* **Goal of the exercise**
Retype every line from the start of the data down to and including the line with "201L614 341L532 321L422". Skip the pictures.

+++

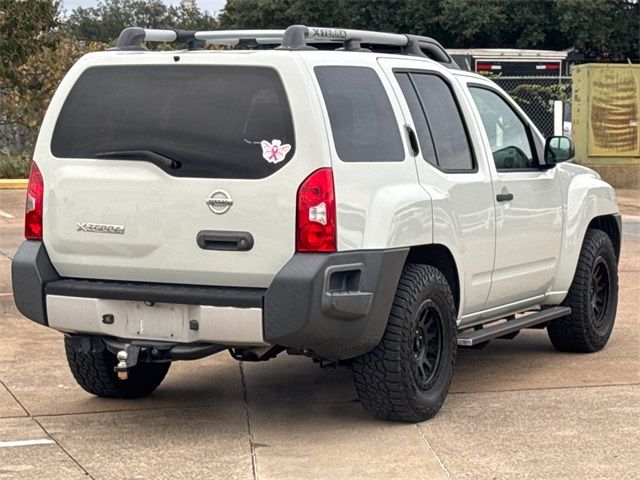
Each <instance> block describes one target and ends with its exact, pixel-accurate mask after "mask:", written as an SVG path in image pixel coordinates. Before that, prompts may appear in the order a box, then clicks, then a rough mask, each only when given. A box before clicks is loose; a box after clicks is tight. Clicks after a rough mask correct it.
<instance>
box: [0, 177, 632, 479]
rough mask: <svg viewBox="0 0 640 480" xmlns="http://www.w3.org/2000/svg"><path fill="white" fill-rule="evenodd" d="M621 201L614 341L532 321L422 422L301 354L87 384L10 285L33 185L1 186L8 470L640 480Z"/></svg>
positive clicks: (3, 412)
mask: <svg viewBox="0 0 640 480" xmlns="http://www.w3.org/2000/svg"><path fill="white" fill-rule="evenodd" d="M620 204H621V209H622V212H623V214H624V231H625V234H624V239H623V251H622V259H621V264H620V287H621V290H620V304H619V313H618V317H617V323H616V327H615V329H614V333H613V336H612V338H611V340H610V343H609V345H608V346H607V348H606V349H605V350H604V351H602V352H599V353H596V354H592V355H573V354H562V353H558V352H556V351H554V350H553V348H552V347H551V344H550V343H549V341H548V339H547V336H546V332H544V331H538V330H532V331H525V332H523V333H522V334H521V335H520V336H518V337H517V338H516V339H514V340H512V341H494V342H492V343H491V344H490V345H489V346H488V347H487V348H486V349H484V350H481V351H476V350H462V351H461V352H460V354H459V357H458V358H459V359H458V364H457V369H456V374H455V378H454V383H453V386H452V390H451V393H450V395H449V397H448V399H447V401H446V402H445V405H444V407H443V409H442V410H441V412H440V414H439V415H438V416H437V417H436V418H435V419H433V420H431V421H428V422H424V423H421V424H418V425H411V424H409V425H407V424H394V423H386V422H379V421H376V420H373V419H371V418H369V417H368V416H367V415H366V414H365V413H364V412H363V410H362V409H361V407H360V405H359V404H358V402H357V396H356V393H355V391H354V388H353V385H352V380H351V374H350V371H349V370H348V369H346V368H339V369H335V370H334V369H325V370H323V369H320V368H318V366H316V365H314V364H313V363H312V362H311V361H309V360H308V359H305V358H296V357H287V356H286V355H283V356H281V357H278V358H277V359H274V360H271V361H269V362H266V363H258V364H252V363H243V364H239V363H238V362H236V361H235V360H232V359H231V358H230V357H229V356H228V355H227V354H226V353H221V354H219V355H217V356H214V357H210V358H207V359H204V360H200V361H197V362H177V363H175V364H174V365H173V366H172V367H171V370H170V372H169V374H168V376H167V379H166V380H165V382H164V383H163V384H162V386H161V387H160V388H159V389H158V390H157V392H156V393H154V394H153V395H152V396H150V397H148V398H145V399H141V400H135V401H120V400H107V399H99V398H95V397H93V396H91V395H89V394H87V393H85V392H84V391H83V390H81V389H80V387H78V386H77V385H76V383H75V381H74V380H73V378H72V376H71V374H70V372H69V370H68V367H67V365H66V360H65V356H64V349H63V346H62V335H61V334H59V333H56V332H54V331H52V330H49V329H46V328H44V327H39V326H37V325H35V324H33V323H31V322H29V321H27V320H25V319H24V318H22V317H21V316H20V315H19V314H18V313H17V311H16V310H15V306H14V305H13V303H12V299H11V296H10V295H8V294H9V293H10V279H9V267H10V258H11V257H12V256H13V254H14V253H15V250H16V249H17V247H18V245H19V244H20V242H21V241H22V215H23V208H24V191H3V190H0V479H4V478H10V479H14V478H24V479H32V478H38V479H42V480H44V479H75V478H95V479H120V478H127V479H128V478H180V479H188V478H194V479H195V478H225V479H226V478H238V479H255V478H259V479H272V478H282V479H298V478H309V479H339V478H363V479H364V478H366V479H377V478H380V479H389V478H403V479H413V478H416V479H418V478H425V479H426V478H428V479H431V478H433V479H437V478H469V479H471V478H473V479H484V478H487V479H512V478H532V479H533V478H536V479H537V478H545V479H546V478H580V479H581V478H611V479H613V478H616V479H617V478H640V473H639V472H640V332H639V330H638V329H640V322H639V320H640V314H639V313H638V309H637V303H638V300H640V192H638V191H626V192H620ZM3 213H4V214H6V215H4V214H3ZM11 217H14V218H11ZM17 442H21V443H17ZM36 442H40V443H36Z"/></svg>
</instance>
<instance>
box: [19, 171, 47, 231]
mask: <svg viewBox="0 0 640 480" xmlns="http://www.w3.org/2000/svg"><path fill="white" fill-rule="evenodd" d="M43 197H44V182H43V181H42V174H41V173H40V169H39V168H38V165H36V163H35V162H32V163H31V170H30V172H29V186H28V187H27V208H26V211H25V215H24V236H25V237H26V238H27V240H42V204H43Z"/></svg>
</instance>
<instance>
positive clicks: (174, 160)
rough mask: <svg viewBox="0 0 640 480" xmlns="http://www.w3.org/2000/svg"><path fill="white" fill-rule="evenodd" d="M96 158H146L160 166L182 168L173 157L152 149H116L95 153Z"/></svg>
mask: <svg viewBox="0 0 640 480" xmlns="http://www.w3.org/2000/svg"><path fill="white" fill-rule="evenodd" d="M94 157H96V158H115V159H118V160H146V161H148V162H151V163H153V164H154V165H157V166H159V167H165V168H171V169H175V168H180V166H181V163H180V162H179V161H177V160H174V159H173V158H169V157H165V156H164V155H162V154H160V153H157V152H154V151H152V150H114V151H113V152H100V153H96V154H95V155H94Z"/></svg>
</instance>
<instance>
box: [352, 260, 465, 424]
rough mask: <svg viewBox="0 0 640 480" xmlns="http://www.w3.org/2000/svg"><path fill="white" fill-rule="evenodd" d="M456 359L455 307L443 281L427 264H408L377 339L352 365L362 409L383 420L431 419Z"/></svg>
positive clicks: (419, 419) (449, 294)
mask: <svg viewBox="0 0 640 480" xmlns="http://www.w3.org/2000/svg"><path fill="white" fill-rule="evenodd" d="M455 357H456V315H455V306H454V301H453V295H452V294H451V289H450V288H449V284H448V283H447V280H446V278H445V277H444V275H443V274H442V272H441V271H440V270H438V269H437V268H435V267H432V266H430V265H418V264H410V265H407V266H406V267H405V268H404V270H403V272H402V275H401V277H400V282H399V284H398V289H397V291H396V295H395V298H394V302H393V307H392V309H391V314H390V316H389V321H388V323H387V328H386V330H385V333H384V335H383V337H382V340H380V343H379V344H378V345H377V346H376V347H375V348H374V349H373V350H372V351H371V352H369V353H366V354H364V355H362V356H360V357H358V358H356V359H354V362H353V373H354V380H355V385H356V390H357V392H358V396H359V397H360V401H361V402H362V406H363V407H364V409H365V410H366V411H367V412H368V413H369V414H371V415H372V416H374V417H376V418H380V419H383V420H396V421H401V422H420V421H423V420H427V419H429V418H432V417H433V416H435V414H436V413H438V410H440V407H441V406H442V404H443V402H444V399H445V398H446V396H447V393H448V391H449V385H450V384H451V379H452V378H453V368H454V363H455Z"/></svg>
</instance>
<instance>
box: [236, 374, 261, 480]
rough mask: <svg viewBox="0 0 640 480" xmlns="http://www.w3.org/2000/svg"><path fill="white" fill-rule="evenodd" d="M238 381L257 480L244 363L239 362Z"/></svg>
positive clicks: (255, 451)
mask: <svg viewBox="0 0 640 480" xmlns="http://www.w3.org/2000/svg"><path fill="white" fill-rule="evenodd" d="M240 380H241V381H242V401H243V404H244V409H245V411H246V413H247V432H248V434H249V447H250V448H251V469H252V470H253V480H258V463H257V458H256V445H255V442H254V439H253V430H252V428H251V411H250V410H249V400H248V395H247V379H246V377H245V374H244V362H240Z"/></svg>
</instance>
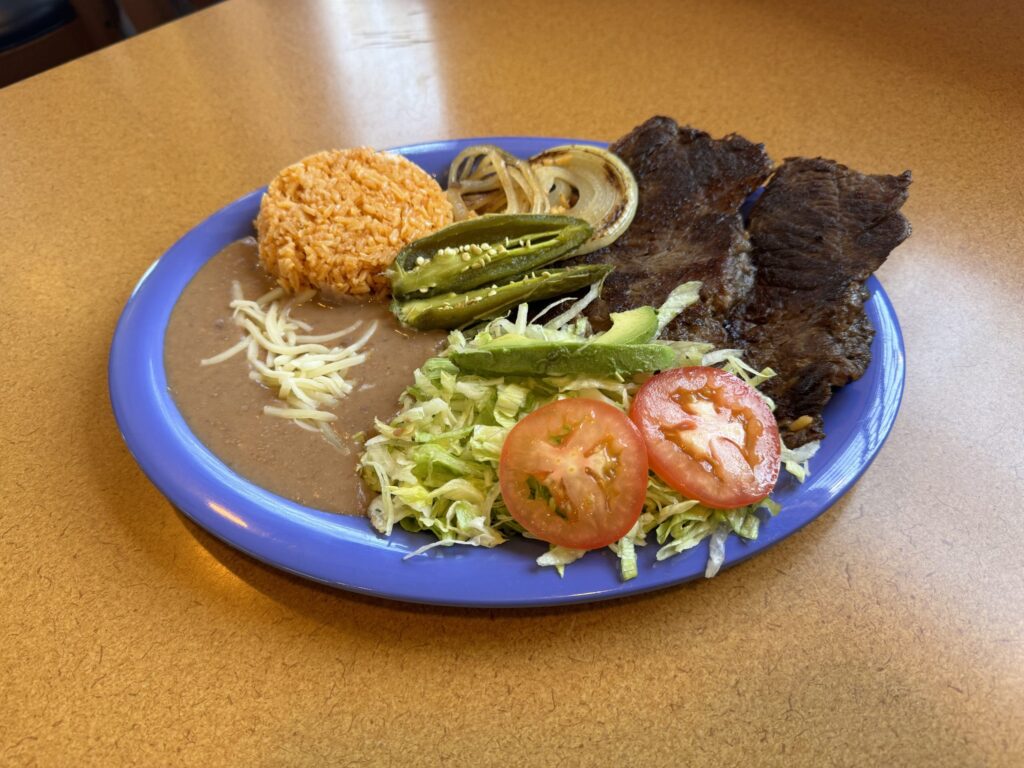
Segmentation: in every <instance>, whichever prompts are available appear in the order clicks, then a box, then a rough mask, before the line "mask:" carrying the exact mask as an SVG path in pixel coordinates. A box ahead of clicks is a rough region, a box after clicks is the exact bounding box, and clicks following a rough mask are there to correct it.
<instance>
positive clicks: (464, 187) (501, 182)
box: [446, 144, 637, 254]
mask: <svg viewBox="0 0 1024 768" xmlns="http://www.w3.org/2000/svg"><path fill="white" fill-rule="evenodd" d="M446 194H447V197H449V200H450V201H451V202H452V207H453V209H454V211H455V220H456V221H464V220H466V219H468V218H472V217H474V216H479V215H482V214H486V213H557V214H564V215H567V216H574V217H577V218H581V219H584V220H585V221H586V222H587V223H589V224H590V225H591V226H592V227H593V228H594V234H593V237H592V238H591V239H590V240H588V241H587V242H586V243H584V244H583V245H582V246H581V247H580V248H579V249H578V250H577V251H575V253H581V254H582V253H590V252H591V251H596V250H597V249H598V248H603V247H604V246H606V245H608V244H610V243H612V242H614V241H615V240H616V239H617V238H618V236H621V234H622V233H623V232H624V231H626V229H627V227H629V225H630V223H631V222H632V221H633V216H634V214H635V213H636V210H637V182H636V179H634V178H633V173H632V172H631V171H630V169H629V166H627V165H626V163H624V162H623V161H622V160H620V159H618V158H617V157H615V156H614V155H612V154H611V153H610V152H607V151H606V150H601V148H599V147H597V146H589V145H586V144H566V145H564V146H556V147H553V148H551V150H546V151H545V152H542V153H541V154H540V155H537V156H535V157H532V158H530V160H529V162H528V163H527V162H525V161H522V160H519V159H518V158H516V157H514V156H512V155H510V154H509V153H507V152H505V151H504V150H502V148H500V147H498V146H495V145H494V144H478V145H475V146H470V147H467V148H465V150H463V151H462V152H461V153H459V155H458V156H457V157H456V159H455V160H454V161H452V165H451V167H450V168H449V183H447V193H446Z"/></svg>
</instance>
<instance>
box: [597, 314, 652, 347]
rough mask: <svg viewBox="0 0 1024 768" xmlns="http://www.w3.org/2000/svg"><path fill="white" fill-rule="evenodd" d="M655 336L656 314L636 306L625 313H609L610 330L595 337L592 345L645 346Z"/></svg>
mask: <svg viewBox="0 0 1024 768" xmlns="http://www.w3.org/2000/svg"><path fill="white" fill-rule="evenodd" d="M655 336H657V312H656V311H655V310H654V307H651V306H638V307H637V308H636V309H630V310H629V311H627V312H612V313H611V328H609V329H608V330H607V331H605V332H604V333H603V334H600V335H599V336H597V337H595V338H594V340H593V343H594V344H646V343H647V342H649V341H653V340H654V337H655Z"/></svg>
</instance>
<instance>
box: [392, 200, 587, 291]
mask: <svg viewBox="0 0 1024 768" xmlns="http://www.w3.org/2000/svg"><path fill="white" fill-rule="evenodd" d="M592 233H593V229H592V227H591V226H590V224H588V223H587V222H586V221H584V220H583V219H578V218H573V217H571V216H547V215H541V214H490V215H487V216H480V217H479V218H475V219H469V220H468V221H460V222H459V223H457V224H452V225H450V226H445V227H444V228H443V229H440V230H438V231H436V232H434V233H433V234H430V236H428V237H426V238H421V239H420V240H417V241H414V242H413V243H410V244H409V245H408V246H406V247H404V248H403V249H401V251H399V252H398V255H397V256H396V257H395V260H394V263H393V264H392V265H391V268H390V269H389V271H388V276H389V278H390V280H391V295H392V296H394V298H396V299H412V298H417V299H420V298H426V297H428V296H435V295H438V294H444V293H460V292H462V291H471V290H473V289H474V288H480V287H481V286H492V285H496V284H497V285H500V284H501V283H504V282H507V281H509V280H511V279H513V278H517V276H519V275H520V274H525V273H527V272H530V271H532V270H535V269H540V268H541V267H543V266H547V265H548V264H550V263H552V262H553V261H557V260H558V259H560V258H563V257H565V256H567V255H569V254H570V253H571V252H572V251H573V250H575V249H577V248H579V247H580V245H581V244H582V243H584V242H585V241H586V240H587V239H588V238H590V236H591V234H592Z"/></svg>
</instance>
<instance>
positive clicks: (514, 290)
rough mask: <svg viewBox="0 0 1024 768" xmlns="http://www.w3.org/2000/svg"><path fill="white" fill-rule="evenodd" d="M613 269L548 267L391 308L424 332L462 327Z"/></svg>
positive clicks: (412, 326)
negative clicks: (522, 276) (525, 301)
mask: <svg viewBox="0 0 1024 768" xmlns="http://www.w3.org/2000/svg"><path fill="white" fill-rule="evenodd" d="M610 271H611V267H610V266H607V265H606V264H585V265H582V266H570V267H565V268H563V269H545V270H543V271H538V272H535V273H531V274H528V275H527V276H525V278H523V279H522V280H517V281H514V282H512V283H507V284H505V285H503V286H499V285H493V286H485V287H483V288H478V289H476V290H474V291H469V292H467V293H445V294H441V295H440V296H429V297H427V298H425V299H412V300H410V301H397V300H396V301H393V302H391V311H393V312H394V313H395V315H396V316H397V317H398V319H399V321H400V322H401V323H402V324H403V325H406V326H409V327H410V328H417V329H420V330H421V331H425V330H428V329H436V328H445V329H452V328H461V327H462V326H466V325H468V324H470V323H475V322H476V321H481V319H485V318H487V317H495V316H497V315H499V314H501V313H502V312H504V311H505V310H506V309H508V308H510V307H513V306H516V305H517V304H521V303H522V302H524V301H537V300H541V299H550V298H553V297H555V296H561V295H562V294H566V293H569V292H571V291H575V290H578V289H581V288H585V287H587V286H589V285H591V284H592V283H597V282H598V281H599V280H603V279H604V276H605V275H606V274H607V273H608V272H610Z"/></svg>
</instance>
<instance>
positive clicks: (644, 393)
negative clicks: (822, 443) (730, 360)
mask: <svg viewBox="0 0 1024 768" xmlns="http://www.w3.org/2000/svg"><path fill="white" fill-rule="evenodd" d="M630 418H632V419H633V422H634V423H635V424H636V425H637V426H638V427H639V428H640V433H641V434H642V435H643V437H644V440H645V441H646V443H647V457H648V459H649V460H650V468H651V469H652V470H654V473H655V474H656V475H657V476H658V477H660V478H662V479H663V480H665V481H666V482H667V483H668V484H669V485H671V486H672V487H674V488H675V489H676V490H678V492H680V493H682V494H685V495H686V496H687V497H688V498H690V499H696V500H697V501H698V502H700V503H701V504H705V505H707V506H709V507H715V508H717V509H732V508H734V507H742V506H744V505H746V504H753V503H754V502H757V501H760V500H761V499H764V498H765V497H766V496H768V494H770V493H771V489H772V488H773V487H775V481H776V480H777V479H778V470H779V464H780V462H779V455H780V453H781V442H780V440H779V436H778V425H777V424H776V423H775V417H774V416H773V415H772V413H771V410H770V409H769V408H768V403H767V402H765V400H764V398H763V397H762V396H761V395H760V394H759V393H758V391H757V390H756V389H754V387H752V386H751V385H750V384H748V383H746V382H744V381H743V380H742V379H740V378H739V377H737V376H733V375H732V374H729V373H726V372H725V371H722V370H720V369H717V368H676V369H673V370H671V371H665V372H664V373H660V374H657V375H656V376H652V377H651V378H650V379H648V380H647V382H646V383H645V384H644V385H643V386H642V387H640V390H639V391H638V392H637V395H636V397H635V398H634V400H633V408H632V410H631V411H630Z"/></svg>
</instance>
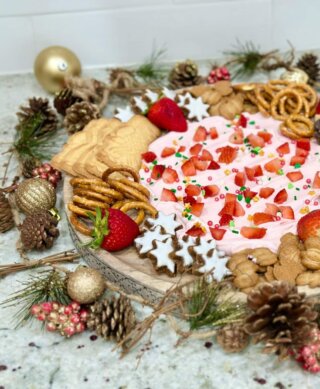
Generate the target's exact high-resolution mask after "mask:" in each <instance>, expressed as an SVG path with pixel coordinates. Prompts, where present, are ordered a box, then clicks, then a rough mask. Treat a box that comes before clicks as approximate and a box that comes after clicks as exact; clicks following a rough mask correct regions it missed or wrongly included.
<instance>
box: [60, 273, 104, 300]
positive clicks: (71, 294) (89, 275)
mask: <svg viewBox="0 0 320 389" xmlns="http://www.w3.org/2000/svg"><path fill="white" fill-rule="evenodd" d="M105 289H106V284H105V280H104V278H103V276H102V275H101V273H99V272H98V270H95V269H92V268H88V267H84V266H79V267H78V268H77V269H76V270H75V271H74V272H73V273H71V274H70V275H69V276H68V280H67V291H68V294H69V296H70V297H71V299H72V300H74V301H76V302H77V303H79V304H89V303H93V302H95V301H97V300H98V298H99V297H100V296H102V294H103V293H104V291H105Z"/></svg>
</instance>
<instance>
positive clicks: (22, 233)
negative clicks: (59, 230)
mask: <svg viewBox="0 0 320 389" xmlns="http://www.w3.org/2000/svg"><path fill="white" fill-rule="evenodd" d="M57 225H58V220H57V219H56V218H55V217H53V216H52V215H50V213H49V212H47V211H42V212H38V213H35V214H33V215H29V216H27V217H26V218H25V219H24V221H23V223H22V225H21V227H20V231H21V242H22V244H23V247H24V249H25V250H32V249H36V250H42V249H45V248H46V249H48V248H51V247H52V246H53V243H54V240H55V239H56V238H57V237H58V236H59V230H58V228H57Z"/></svg>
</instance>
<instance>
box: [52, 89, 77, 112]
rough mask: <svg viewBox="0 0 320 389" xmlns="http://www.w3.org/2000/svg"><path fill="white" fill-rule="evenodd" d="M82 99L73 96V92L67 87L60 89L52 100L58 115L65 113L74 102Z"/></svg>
mask: <svg viewBox="0 0 320 389" xmlns="http://www.w3.org/2000/svg"><path fill="white" fill-rule="evenodd" d="M80 101H82V99H80V97H77V96H74V94H73V92H72V90H71V89H69V88H65V89H62V91H60V92H59V93H58V94H57V95H56V97H55V98H54V100H53V105H54V107H55V109H56V110H57V112H59V113H60V115H63V116H64V115H65V114H66V110H67V109H68V108H69V107H71V105H73V104H75V103H79V102H80Z"/></svg>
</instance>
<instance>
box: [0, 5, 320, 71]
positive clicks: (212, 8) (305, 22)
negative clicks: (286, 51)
mask: <svg viewBox="0 0 320 389" xmlns="http://www.w3.org/2000/svg"><path fill="white" fill-rule="evenodd" d="M319 15H320V0H0V56H1V61H0V74H6V73H18V72H25V71H30V70H31V69H32V66H33V61H34V58H35V56H36V55H37V53H38V52H39V51H40V50H41V49H43V48H45V47H47V46H50V45H62V46H66V47H69V48H70V49H72V50H73V51H74V52H75V53H77V55H78V56H79V58H80V60H81V62H82V64H83V66H84V67H95V66H105V65H115V64H130V63H136V62H141V61H142V60H144V59H145V58H146V57H147V56H148V55H149V54H150V52H151V50H152V46H153V45H154V44H155V45H156V46H157V47H162V46H165V47H166V49H167V52H166V60H169V61H172V60H177V59H185V58H187V57H191V58H193V59H206V58H214V57H221V54H222V52H223V51H224V50H226V49H229V48H230V47H231V46H232V45H233V44H234V43H235V41H236V39H239V40H240V41H241V42H245V41H249V40H251V41H253V42H254V43H255V44H257V45H259V46H260V48H261V49H262V50H270V49H273V48H279V49H282V50H287V49H288V43H287V41H288V40H289V41H290V42H291V43H292V44H293V45H294V46H295V47H296V49H298V50H309V49H318V48H320V42H319V38H318V36H317V24H318V19H319Z"/></svg>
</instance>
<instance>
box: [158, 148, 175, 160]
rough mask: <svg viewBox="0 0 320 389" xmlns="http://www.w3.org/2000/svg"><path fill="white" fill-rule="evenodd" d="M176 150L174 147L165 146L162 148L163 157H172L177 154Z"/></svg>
mask: <svg viewBox="0 0 320 389" xmlns="http://www.w3.org/2000/svg"><path fill="white" fill-rule="evenodd" d="M175 152H176V150H175V149H174V148H173V147H165V148H164V149H163V150H162V153H161V157H162V158H166V157H170V155H173V154H175Z"/></svg>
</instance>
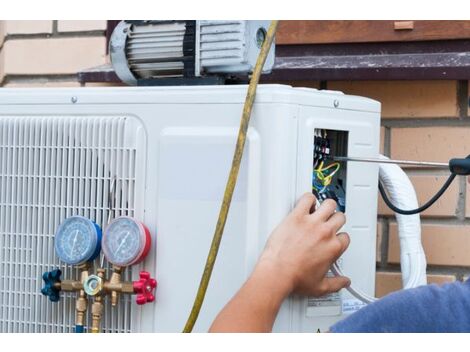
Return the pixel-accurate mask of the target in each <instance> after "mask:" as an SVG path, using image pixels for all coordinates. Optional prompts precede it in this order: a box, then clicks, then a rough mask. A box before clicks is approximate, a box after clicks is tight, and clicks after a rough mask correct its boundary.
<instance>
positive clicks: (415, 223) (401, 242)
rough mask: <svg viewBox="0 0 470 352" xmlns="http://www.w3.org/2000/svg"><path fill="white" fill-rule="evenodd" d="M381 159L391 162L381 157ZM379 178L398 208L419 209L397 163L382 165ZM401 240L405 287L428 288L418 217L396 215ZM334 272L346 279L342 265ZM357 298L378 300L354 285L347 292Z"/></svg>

+++

* **Task output**
Each <instance> block describes one target and ends with its exact, pixel-accurate mask after "mask:", written as an SVG path in image pixel coordinates. Before that, prompts may appear in the order a box, then clicks, then a rough mask, each only when given. A box before clicks is loose; a box after clicks is tight. Clicks after a rough mask correct it.
<instance>
box: [0, 177, 632, 479]
rough mask: <svg viewBox="0 0 640 480" xmlns="http://www.w3.org/2000/svg"><path fill="white" fill-rule="evenodd" d="M621 201L614 341L532 321L422 422L301 354L87 384L10 285L33 185L1 186L8 470L640 480Z"/></svg>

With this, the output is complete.